On January 1, 1906, the village of Itō was elevated to town status. The 1923 Great Kantō earthquake caused damage in Itō with a 5 meter high tsunami. Train services started in 1938. It annexed neighboring Komuro Village on August 10, 1947, and became the city of Itō. In 1950 Itō was proclaimed an "International Tourism and Cultural City" by the central government. It further expanded through annexation of neighboring Tsushima and Usami villages on April 1, 1955. Izu-Kōgen Station opened on December 10, 1961, which helped promote tourism to the local resort area.

==Government==
Itō has a mayor-council form of government with a directly elected mayor and a unicameral city legislature of 20 members. The city contributes one member to the Shizuoka Prefectural Assembly.

==Economy==
Itō is one of the well known hot spring resort towns near the greater Tokyo metropolis, thus tourism is the mainstay of the economy. Commercial fishing and the production of stockfish form a secondary economy. Itō has a fishing commercial harbour as well as the popular Michi no Eki Itō Marine Town rest area with a yacht harbour, along the coast along Road 135.

==Education==
Itō has ten public elementary schools and five public middle schools operated by the city government and two public high schools operated by the Shizuoka Prefectural Board of Education. In addition, the prefecture also operates one special education school for the disabled.

§ **Data extract**

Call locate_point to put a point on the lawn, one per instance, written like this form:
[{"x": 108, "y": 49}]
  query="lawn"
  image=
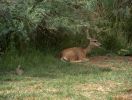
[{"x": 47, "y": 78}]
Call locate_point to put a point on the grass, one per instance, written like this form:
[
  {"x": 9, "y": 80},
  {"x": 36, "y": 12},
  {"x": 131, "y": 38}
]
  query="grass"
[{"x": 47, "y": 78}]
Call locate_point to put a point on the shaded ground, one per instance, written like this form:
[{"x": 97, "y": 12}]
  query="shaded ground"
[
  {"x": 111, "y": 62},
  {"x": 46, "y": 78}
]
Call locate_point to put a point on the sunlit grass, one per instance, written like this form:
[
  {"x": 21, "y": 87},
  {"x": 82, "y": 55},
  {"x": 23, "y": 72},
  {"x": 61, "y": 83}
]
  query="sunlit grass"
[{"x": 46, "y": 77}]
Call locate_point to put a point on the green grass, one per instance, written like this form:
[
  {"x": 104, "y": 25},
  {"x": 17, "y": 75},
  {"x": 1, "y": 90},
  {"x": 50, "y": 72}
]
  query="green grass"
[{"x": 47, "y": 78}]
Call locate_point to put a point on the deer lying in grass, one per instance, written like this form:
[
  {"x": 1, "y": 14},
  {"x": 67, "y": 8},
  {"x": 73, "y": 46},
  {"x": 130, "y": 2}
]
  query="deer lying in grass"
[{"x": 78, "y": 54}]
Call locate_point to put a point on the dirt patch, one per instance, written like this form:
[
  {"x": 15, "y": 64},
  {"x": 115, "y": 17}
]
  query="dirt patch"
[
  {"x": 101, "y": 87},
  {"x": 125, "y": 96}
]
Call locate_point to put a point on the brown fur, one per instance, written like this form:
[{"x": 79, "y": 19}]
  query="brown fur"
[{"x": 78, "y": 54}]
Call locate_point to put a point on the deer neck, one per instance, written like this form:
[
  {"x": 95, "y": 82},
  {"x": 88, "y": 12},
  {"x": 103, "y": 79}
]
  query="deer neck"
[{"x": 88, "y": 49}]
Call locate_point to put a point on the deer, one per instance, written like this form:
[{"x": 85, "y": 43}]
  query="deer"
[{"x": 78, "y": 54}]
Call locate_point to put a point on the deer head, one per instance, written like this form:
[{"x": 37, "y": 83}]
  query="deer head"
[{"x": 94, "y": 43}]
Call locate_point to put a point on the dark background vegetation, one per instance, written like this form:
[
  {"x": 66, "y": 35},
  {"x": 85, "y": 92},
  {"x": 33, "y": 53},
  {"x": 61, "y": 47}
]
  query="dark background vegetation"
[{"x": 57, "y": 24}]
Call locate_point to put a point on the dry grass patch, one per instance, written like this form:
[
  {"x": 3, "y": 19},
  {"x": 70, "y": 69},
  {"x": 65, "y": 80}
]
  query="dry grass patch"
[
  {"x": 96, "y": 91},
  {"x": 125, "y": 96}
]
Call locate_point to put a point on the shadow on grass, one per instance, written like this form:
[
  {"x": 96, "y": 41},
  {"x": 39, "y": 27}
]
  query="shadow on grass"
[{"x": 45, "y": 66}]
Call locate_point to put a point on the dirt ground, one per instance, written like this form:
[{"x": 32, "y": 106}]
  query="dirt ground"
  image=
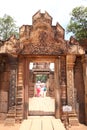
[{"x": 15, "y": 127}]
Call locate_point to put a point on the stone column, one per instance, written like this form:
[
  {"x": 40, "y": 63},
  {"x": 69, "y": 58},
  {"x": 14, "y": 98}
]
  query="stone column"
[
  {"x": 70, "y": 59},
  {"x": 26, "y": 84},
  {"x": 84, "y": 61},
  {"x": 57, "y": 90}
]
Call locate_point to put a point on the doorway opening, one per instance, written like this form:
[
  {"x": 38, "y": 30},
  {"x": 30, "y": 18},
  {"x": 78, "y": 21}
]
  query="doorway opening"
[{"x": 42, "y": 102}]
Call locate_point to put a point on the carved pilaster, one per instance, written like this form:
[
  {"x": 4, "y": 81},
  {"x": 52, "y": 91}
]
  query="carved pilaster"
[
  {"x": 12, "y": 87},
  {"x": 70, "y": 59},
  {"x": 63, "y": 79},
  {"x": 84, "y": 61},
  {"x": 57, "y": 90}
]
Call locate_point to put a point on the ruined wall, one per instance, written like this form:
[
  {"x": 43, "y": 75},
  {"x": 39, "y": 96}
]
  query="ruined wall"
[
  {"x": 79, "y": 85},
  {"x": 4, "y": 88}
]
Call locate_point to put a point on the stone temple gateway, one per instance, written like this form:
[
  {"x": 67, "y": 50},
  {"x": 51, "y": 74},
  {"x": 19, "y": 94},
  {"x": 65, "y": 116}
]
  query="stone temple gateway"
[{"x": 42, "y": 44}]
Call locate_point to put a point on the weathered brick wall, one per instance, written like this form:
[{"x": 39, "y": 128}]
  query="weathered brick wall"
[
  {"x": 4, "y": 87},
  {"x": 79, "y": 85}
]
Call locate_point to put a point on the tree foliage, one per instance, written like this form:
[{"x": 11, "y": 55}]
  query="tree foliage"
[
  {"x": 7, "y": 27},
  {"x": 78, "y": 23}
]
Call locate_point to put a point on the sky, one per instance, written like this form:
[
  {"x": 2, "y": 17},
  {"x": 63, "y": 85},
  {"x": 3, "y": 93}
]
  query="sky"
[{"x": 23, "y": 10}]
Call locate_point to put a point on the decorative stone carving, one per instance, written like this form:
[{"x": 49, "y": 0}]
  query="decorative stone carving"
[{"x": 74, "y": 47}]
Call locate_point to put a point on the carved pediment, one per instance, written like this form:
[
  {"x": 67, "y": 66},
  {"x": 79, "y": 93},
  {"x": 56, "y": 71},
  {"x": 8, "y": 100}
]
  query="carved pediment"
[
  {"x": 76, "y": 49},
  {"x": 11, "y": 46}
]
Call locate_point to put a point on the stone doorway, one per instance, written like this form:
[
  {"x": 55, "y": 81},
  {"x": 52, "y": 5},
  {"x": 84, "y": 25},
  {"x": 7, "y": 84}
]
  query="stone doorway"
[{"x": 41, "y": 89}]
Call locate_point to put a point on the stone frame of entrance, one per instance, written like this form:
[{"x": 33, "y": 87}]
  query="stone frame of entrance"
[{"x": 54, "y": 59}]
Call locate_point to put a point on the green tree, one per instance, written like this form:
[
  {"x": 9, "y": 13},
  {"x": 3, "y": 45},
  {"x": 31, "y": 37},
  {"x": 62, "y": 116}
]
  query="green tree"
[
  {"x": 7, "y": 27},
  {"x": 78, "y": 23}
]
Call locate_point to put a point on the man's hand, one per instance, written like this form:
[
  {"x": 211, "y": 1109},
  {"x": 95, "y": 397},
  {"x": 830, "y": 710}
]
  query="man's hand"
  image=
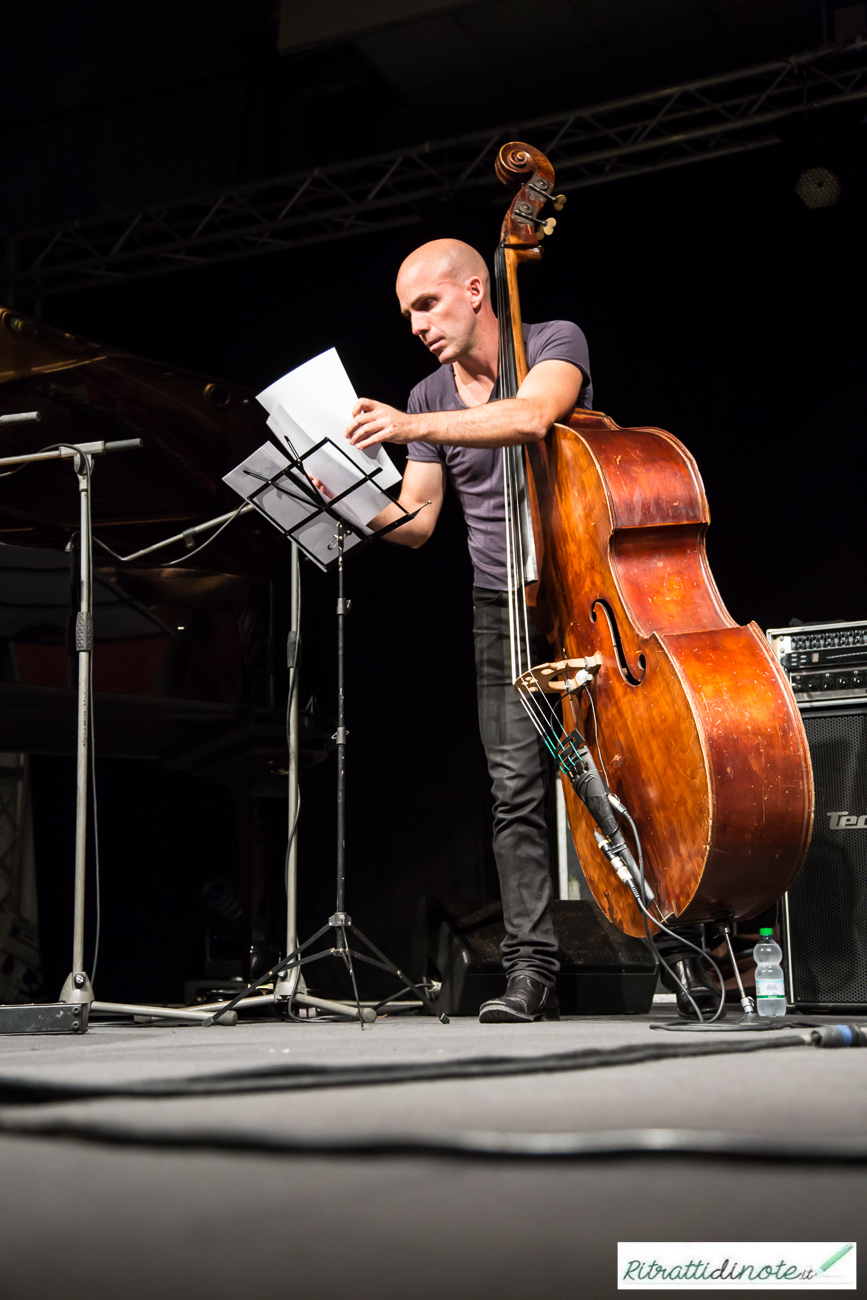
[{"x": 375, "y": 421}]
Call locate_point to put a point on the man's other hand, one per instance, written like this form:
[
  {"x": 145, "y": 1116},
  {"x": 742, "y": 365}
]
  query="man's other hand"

§ **Problem**
Reproduce the portion of the article on Itō that begins at the words "On January 1, 1906, the" and stops after "local resort area.", replacing "Train services" with "Rail services".

§ **Result of the task**
On January 1, 1906, the village of Itō was elevated to town status. The 1923 Great Kantō earthquake caused damage in Itō with a 5 meter high tsunami. Rail services started in 1938. It annexed neighboring Komuro Village on August 10, 1947, and became the city of Itō. In 1950 Itō was proclaimed an "International Tourism and Cultural City" by the central government. It further expanded through annexation of neighboring Tsushima and Usami villages on April 1, 1955. Izu-Kōgen Station opened on December 10, 1961, which helped promote tourism to the local resort area.